**Page text**:

◆ ◆ ◆

If Ryan can convert a moderate like Brooks, the Wisconsin congressman might just be the most able advocate for fiscal discipline and an overhaul of our entitlement programs. And if he can do that, Ryan will become the de facto leader of the conservative movement

Actually Ron Paul is way beyond Ryan because he is actually confronting the "Core" problem which is that the Fed is in charge of our monetary system without check or balance because it is a Fiat system. This is not popular,but if Paul is correct,nothing will change,until our actual money is changed. In this case,if Paul is correct,truth will trump conventional thinking,although I admit,RP will be in the ground,before any of this is resolved.

Posted by: rcaruth | February 11, 2011 12:02 PM | Report abuse

The entitlement trajectory is indeed "inexorable", but what can't be sustained won't be sustained. Call me naive, but I really believe that if Obama were man enough to face the entitlement crisis, the Republicans would work with him. There's nothing the Republicans can do if Obama would just demagogue any proposed cuts.

◆ ◆ ◆

**Task instructions**:
(A) In the comment thread, on what date and at what time was the comment by rcaruth posted?
(B) Transcribe part of the comment thread, beginning at the words "Actually Ron Paul" and stopping after "this is resolved.".

◆ ◆ ◆

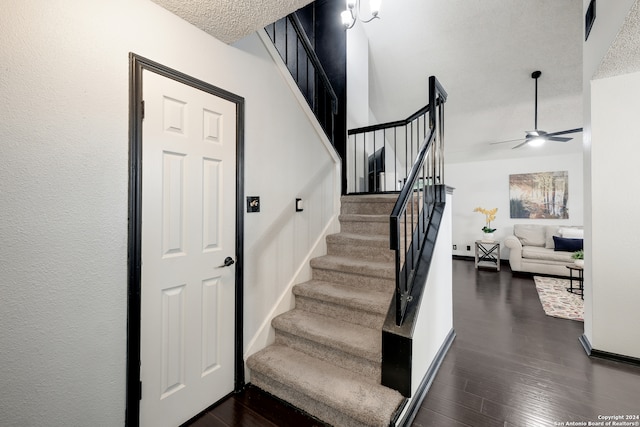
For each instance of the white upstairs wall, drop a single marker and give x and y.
(486, 184)
(64, 91)
(611, 86)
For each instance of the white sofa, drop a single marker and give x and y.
(533, 250)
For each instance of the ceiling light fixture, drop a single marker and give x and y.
(352, 14)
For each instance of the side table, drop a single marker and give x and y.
(579, 278)
(488, 254)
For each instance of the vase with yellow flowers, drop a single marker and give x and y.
(489, 215)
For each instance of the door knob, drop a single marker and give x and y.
(227, 262)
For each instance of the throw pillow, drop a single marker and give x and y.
(567, 245)
(572, 233)
(551, 230)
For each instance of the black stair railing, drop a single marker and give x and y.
(422, 191)
(297, 52)
(379, 157)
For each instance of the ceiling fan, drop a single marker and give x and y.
(538, 137)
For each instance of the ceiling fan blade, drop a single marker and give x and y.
(564, 132)
(558, 139)
(520, 145)
(509, 140)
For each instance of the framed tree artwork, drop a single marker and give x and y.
(542, 195)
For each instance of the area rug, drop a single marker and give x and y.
(557, 301)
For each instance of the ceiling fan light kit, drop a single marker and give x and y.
(536, 138)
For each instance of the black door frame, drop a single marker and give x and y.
(136, 111)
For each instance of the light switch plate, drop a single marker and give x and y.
(253, 204)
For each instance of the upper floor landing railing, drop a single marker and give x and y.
(298, 54)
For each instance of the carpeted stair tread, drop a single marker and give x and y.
(349, 338)
(364, 218)
(333, 386)
(383, 270)
(375, 240)
(357, 299)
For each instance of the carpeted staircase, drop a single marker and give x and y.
(326, 359)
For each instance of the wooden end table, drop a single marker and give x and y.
(579, 278)
(488, 254)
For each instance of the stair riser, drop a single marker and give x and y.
(375, 208)
(366, 228)
(347, 314)
(366, 253)
(370, 371)
(304, 402)
(354, 280)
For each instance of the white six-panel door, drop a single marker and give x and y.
(188, 229)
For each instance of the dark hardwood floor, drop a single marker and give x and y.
(510, 365)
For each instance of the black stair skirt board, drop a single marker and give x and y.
(591, 352)
(426, 382)
(397, 341)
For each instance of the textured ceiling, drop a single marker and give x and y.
(623, 56)
(483, 52)
(230, 20)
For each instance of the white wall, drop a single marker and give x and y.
(609, 19)
(486, 184)
(64, 177)
(435, 320)
(616, 278)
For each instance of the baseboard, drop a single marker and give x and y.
(591, 352)
(413, 407)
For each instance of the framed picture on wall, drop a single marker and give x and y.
(541, 195)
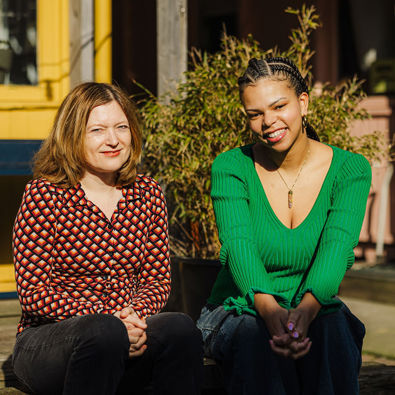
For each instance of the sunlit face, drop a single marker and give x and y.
(107, 139)
(275, 112)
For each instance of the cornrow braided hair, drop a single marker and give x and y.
(273, 68)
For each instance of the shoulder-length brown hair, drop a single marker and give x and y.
(61, 158)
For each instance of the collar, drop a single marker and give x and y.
(75, 196)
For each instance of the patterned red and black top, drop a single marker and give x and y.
(71, 260)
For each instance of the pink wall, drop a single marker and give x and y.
(382, 111)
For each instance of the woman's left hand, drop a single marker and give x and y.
(298, 324)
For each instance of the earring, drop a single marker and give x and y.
(304, 122)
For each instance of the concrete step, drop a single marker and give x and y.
(371, 283)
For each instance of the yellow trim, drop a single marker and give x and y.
(103, 41)
(7, 278)
(26, 112)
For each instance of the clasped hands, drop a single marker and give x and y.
(136, 328)
(288, 328)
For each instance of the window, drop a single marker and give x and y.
(18, 38)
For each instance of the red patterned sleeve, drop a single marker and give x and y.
(33, 239)
(154, 276)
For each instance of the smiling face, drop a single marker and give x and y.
(275, 112)
(107, 140)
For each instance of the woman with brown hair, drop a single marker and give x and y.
(92, 262)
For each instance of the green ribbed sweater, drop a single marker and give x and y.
(260, 254)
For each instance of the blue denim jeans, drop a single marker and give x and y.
(240, 344)
(89, 355)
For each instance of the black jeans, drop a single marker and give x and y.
(89, 355)
(240, 343)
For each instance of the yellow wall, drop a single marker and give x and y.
(26, 112)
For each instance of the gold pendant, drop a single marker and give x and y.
(290, 196)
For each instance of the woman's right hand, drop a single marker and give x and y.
(136, 331)
(276, 318)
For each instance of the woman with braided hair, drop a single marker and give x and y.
(289, 210)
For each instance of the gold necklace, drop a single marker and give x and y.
(290, 190)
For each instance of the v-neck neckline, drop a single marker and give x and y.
(266, 200)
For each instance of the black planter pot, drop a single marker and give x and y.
(192, 281)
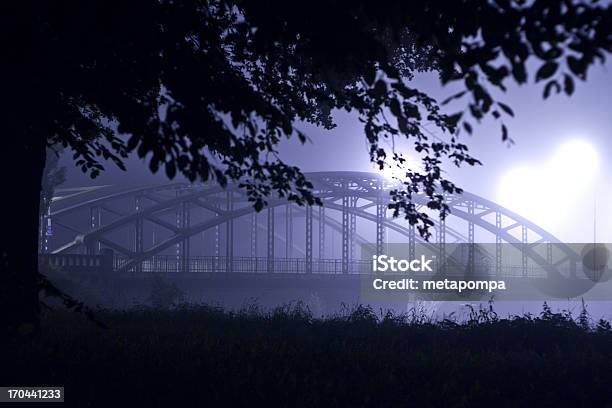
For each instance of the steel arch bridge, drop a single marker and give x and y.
(142, 224)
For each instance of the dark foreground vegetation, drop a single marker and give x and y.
(200, 355)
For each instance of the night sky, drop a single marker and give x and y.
(553, 174)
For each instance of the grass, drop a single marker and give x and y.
(203, 356)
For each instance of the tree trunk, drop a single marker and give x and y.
(22, 160)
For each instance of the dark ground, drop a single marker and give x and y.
(198, 355)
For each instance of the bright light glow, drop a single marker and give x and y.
(547, 194)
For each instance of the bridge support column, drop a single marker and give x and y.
(381, 211)
(345, 234)
(442, 243)
(270, 259)
(95, 221)
(523, 251)
(471, 254)
(411, 242)
(288, 231)
(229, 235)
(321, 232)
(217, 237)
(353, 229)
(254, 235)
(185, 223)
(138, 233)
(308, 239)
(498, 246)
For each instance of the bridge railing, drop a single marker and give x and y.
(220, 264)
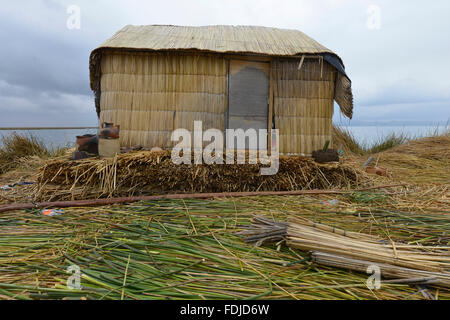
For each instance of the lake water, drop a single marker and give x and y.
(364, 134)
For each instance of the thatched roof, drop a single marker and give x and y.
(218, 39)
(223, 39)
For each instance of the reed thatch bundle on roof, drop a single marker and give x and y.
(154, 79)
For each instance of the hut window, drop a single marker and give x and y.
(248, 96)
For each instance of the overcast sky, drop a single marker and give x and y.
(395, 52)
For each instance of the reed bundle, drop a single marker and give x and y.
(304, 234)
(144, 172)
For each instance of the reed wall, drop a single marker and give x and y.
(150, 95)
(303, 104)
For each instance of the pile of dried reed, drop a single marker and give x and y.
(353, 250)
(187, 249)
(140, 173)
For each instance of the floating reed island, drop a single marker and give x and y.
(144, 172)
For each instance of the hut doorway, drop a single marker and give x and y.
(248, 96)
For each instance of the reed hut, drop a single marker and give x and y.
(153, 79)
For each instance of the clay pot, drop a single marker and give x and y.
(109, 131)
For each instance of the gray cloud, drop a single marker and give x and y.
(398, 71)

◆ ◆ ◆

**Answers provided**:
(A) February 11, 2011, at 12:02 PM.

(B)
Actually Ron Paul is way beyond Ryan because he is actually confronting the "Core" problem which is that the Fed is in charge of our monetary system without check or balance because it is a Fiat system. This is not popular,but if Paul is correct,nothing will change,until our actual money is changed. In this case,if Paul is correct,truth will trump conventional thinking,although I admit,RP will be in the ground,before any of this is resolved.